Phase 6 — Assemble Deliverables

  1. Collect All Outputs

    • Verify the output directory structure exists: ./output/homework-machine/YYYY-MM-DD-HHMMSS/
    • Ensure all required deliverables from Phase 1 are present
  2. Directory Structure

    ./output/homework-machine/2026-03-03-143025/
    ├── report.tex              (or report.docx if --format docx)
    ├── references.bib          (LaTeX) or bibliography data (docx)
    ├── code/
    │   ├── main.py
    │   ├── tests/
    │   │   └── test_main.py
    │   ├── requirements.txt
    │   └── README.md
    ├── terms.txt               (if paraphrasing ran)
    ├── paraphrase_diff.md      (if paraphrasing ran)
    └── checklist.md            (submission checklist)

**Provided records**

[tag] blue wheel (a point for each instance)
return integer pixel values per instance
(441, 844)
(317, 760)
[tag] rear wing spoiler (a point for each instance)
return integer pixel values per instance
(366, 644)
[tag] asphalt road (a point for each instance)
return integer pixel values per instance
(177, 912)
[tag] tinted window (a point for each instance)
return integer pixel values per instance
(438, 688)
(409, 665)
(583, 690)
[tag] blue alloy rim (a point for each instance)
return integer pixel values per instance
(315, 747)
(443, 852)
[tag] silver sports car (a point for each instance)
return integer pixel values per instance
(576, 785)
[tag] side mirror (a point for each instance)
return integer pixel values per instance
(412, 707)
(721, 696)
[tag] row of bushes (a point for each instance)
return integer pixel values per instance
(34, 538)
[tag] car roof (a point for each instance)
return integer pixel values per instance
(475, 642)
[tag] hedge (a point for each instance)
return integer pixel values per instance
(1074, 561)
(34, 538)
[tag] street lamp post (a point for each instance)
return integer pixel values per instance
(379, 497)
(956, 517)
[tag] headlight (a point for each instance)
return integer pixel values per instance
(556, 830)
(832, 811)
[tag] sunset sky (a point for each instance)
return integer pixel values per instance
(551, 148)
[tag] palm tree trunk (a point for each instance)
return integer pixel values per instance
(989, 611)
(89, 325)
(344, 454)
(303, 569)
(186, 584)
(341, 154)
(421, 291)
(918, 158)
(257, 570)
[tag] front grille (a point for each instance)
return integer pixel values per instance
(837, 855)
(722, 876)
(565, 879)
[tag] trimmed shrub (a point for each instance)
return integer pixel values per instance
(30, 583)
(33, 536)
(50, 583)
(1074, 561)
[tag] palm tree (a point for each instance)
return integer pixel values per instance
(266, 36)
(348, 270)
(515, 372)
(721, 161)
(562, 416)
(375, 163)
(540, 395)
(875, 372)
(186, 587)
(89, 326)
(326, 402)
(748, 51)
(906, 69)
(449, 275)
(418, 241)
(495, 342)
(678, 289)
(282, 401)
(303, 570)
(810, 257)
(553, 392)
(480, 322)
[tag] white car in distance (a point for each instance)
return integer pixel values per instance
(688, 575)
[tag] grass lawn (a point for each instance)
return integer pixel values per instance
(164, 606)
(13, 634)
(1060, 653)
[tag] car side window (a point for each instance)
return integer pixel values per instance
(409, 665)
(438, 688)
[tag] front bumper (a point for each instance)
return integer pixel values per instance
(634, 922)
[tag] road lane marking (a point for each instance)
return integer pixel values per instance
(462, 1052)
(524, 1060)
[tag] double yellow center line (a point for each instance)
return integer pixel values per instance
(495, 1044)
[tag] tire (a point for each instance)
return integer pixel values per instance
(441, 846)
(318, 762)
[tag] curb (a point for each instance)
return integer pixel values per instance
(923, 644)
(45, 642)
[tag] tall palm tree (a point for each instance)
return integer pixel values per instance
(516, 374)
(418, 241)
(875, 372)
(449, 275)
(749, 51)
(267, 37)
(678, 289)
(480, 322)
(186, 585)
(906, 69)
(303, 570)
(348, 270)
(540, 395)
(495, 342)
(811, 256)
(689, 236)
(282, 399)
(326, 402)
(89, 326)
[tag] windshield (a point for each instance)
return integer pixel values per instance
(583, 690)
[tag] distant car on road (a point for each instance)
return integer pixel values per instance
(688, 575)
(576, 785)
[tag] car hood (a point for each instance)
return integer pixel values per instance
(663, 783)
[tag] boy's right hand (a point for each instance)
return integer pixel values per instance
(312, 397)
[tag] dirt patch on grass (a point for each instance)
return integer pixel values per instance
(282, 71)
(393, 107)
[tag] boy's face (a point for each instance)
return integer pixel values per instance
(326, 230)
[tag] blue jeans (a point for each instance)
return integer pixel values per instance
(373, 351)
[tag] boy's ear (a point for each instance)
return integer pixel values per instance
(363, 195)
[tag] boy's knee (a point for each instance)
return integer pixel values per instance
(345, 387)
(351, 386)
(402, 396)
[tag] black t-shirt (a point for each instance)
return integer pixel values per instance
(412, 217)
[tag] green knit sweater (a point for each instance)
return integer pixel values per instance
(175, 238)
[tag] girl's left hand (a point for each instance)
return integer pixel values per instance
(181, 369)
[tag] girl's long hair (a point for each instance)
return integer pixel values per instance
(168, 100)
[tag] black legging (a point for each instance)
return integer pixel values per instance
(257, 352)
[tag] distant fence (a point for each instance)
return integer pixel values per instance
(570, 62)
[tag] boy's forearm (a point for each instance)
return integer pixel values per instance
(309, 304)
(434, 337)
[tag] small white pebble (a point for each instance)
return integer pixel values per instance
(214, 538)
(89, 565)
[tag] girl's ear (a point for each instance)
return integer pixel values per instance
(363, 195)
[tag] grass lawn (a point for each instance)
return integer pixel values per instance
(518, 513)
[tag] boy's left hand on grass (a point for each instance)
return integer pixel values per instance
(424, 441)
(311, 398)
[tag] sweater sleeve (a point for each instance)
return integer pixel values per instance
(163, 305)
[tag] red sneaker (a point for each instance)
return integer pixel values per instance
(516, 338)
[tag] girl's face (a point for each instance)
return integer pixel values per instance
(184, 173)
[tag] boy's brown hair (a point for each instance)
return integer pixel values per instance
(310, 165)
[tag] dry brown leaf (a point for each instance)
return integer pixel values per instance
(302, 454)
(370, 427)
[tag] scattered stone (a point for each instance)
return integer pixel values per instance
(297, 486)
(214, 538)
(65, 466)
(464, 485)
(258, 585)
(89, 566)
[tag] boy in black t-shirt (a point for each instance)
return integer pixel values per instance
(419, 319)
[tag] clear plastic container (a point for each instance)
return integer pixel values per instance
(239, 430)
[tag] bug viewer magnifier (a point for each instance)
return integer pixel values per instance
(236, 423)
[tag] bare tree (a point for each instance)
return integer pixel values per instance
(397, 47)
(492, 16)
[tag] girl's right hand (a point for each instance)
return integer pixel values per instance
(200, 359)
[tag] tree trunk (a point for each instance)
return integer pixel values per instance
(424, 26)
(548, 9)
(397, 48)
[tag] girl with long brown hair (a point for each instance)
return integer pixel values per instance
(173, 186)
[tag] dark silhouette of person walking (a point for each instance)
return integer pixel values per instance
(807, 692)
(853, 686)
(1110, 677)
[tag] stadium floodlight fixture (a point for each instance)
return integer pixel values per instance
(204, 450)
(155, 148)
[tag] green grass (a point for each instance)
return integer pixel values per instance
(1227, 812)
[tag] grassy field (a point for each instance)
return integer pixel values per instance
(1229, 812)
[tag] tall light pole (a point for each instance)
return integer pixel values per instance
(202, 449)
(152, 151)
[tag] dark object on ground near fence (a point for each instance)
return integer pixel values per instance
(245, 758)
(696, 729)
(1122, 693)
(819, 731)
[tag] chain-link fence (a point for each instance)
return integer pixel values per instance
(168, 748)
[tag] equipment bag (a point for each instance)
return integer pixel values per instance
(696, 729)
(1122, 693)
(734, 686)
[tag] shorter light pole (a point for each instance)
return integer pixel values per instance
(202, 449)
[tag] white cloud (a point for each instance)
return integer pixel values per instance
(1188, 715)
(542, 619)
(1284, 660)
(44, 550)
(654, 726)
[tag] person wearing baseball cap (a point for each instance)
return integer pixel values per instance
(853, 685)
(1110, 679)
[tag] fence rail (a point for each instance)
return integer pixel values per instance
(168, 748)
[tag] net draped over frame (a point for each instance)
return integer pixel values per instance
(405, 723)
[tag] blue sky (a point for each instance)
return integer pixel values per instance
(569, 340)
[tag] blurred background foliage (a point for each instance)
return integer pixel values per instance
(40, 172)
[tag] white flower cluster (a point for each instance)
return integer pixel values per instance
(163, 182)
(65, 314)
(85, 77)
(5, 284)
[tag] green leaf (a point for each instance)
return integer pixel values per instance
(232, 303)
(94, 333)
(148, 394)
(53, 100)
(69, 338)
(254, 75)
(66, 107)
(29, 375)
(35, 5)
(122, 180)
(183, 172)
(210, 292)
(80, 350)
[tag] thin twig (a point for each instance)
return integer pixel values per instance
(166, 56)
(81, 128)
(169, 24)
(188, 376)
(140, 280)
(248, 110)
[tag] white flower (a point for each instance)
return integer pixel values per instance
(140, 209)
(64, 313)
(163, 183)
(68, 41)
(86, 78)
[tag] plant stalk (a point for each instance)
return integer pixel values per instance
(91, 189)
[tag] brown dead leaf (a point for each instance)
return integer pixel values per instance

**Set exercise A**
Answer these questions about the Phase 6 excerpt:
(i) What path pattern should be verified as the output directory structure?
(ii) Within the code folder, what file is placed under tests?
(iii) Which two files are included only if paraphrasing ran?
**Set exercise B**
Proceed with the Phase 6 deliverables excerpt, continuing from the point at which it ends.
The records have no connection to the text.

**Task output A**
(i) ./output/homework-machine/YYYY-MM-DD-HHMMSS/
(ii) test_main.py
(iii) terms.txt and paraphrase_diff.md

**Task output B**
  3. Generate Submission Checklist

    • Create checklist.md with all required deliverables from the assignment
    • Mark each item as present/verified
    • Include file sizes and line counts for code files
    • Add notes on completeness and quality
  4. Final Verification

    • Confirm all files are readable and properly formatted
    • Generate a summary report showing what was completed
    • Display the path to the output directory
    • Provide instructions for the user to review and submit

LaTeX Template

Use this template as the foundation for LaTeX reports. If the assignment provides a specific LaTeX template, use that instead.

\documentclass[12pt]{article}
\usepackage[margin=1in]{geometry}
\usepackage{amsmath, amssymb}
\usepackage{graphicx}
\usepackage{hyperref}
\usepackage[numbers]{natbib}
\usepackage{booktabs}

\title{Your Assignment Title}
\author{Your Name}
\date{\today}

\begin{document}

\maketitle

\begin{abstract}
Provide a concise summary of the problem, approach, and key results (150-250 words).
\end{abstract}

\section{Introduction}
\label{sec:intro}

Introduce the problem, explain its significance, and outline the scope of the work.
State the main contributions clearly.

\section{Related Work}
\label{sec:related}

Review relevant prior work and methods. Cite key papers using \cite{key}.

\section{Method / Approach}
\label{sec:method}

Describe the solution approach in detail. Include algorithms, pseudocode, and
mathematical formulations as needed.

\subsection{Algorithm Name}

Provide pseudocode or detailed steps here.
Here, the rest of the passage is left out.